GOAL OF THE EXERCISE:
Count the lines in the data below that contain the string "outlet", and give only that number.
─── THE DATA ───
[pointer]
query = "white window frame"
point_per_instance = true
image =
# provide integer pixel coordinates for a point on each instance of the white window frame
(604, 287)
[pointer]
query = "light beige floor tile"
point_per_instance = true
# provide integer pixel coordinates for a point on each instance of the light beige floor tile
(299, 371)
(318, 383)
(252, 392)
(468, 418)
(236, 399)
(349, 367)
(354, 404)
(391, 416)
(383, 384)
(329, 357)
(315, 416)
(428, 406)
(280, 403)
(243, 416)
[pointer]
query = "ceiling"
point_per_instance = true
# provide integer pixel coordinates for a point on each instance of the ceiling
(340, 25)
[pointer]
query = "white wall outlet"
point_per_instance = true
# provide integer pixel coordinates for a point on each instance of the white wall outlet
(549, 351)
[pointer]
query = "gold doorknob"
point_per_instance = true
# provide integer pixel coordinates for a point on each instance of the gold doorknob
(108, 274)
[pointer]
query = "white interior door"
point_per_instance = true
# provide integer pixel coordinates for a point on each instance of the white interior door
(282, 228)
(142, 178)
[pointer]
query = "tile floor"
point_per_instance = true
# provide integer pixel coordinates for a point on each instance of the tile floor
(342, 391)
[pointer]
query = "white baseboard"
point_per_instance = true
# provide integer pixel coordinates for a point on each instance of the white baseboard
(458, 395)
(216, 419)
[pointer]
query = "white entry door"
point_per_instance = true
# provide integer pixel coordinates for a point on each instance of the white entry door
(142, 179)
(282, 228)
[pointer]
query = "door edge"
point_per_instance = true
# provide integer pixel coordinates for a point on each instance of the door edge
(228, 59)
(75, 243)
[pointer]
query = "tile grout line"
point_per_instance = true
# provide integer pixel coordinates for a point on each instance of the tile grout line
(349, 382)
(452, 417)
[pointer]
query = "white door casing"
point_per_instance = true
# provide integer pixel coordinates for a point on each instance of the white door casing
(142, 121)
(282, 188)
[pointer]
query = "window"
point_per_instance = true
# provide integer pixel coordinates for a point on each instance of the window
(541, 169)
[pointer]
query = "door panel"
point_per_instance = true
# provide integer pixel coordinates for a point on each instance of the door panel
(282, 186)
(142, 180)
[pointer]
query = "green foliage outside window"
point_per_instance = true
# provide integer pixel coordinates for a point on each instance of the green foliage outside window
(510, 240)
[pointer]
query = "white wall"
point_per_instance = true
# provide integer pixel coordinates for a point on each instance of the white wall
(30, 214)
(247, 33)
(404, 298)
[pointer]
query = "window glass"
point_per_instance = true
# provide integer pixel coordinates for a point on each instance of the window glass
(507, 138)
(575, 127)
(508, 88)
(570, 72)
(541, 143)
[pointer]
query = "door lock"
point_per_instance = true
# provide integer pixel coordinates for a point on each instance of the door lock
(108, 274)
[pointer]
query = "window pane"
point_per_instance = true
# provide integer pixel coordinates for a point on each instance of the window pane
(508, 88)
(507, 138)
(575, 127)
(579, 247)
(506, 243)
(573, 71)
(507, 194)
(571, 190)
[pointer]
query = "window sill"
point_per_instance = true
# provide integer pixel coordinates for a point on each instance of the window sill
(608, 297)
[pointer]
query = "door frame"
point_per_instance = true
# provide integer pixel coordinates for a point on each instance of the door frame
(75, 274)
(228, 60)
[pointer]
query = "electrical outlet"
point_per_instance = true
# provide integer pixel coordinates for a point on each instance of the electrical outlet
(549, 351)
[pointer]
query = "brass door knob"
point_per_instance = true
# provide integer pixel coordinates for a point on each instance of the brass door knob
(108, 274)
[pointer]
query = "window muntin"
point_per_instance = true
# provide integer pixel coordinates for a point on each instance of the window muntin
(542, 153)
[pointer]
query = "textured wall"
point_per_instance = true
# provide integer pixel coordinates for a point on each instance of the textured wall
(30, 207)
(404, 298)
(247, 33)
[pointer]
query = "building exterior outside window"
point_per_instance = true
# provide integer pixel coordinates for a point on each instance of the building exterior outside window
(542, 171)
───
EXERCISE SOLUTION:
4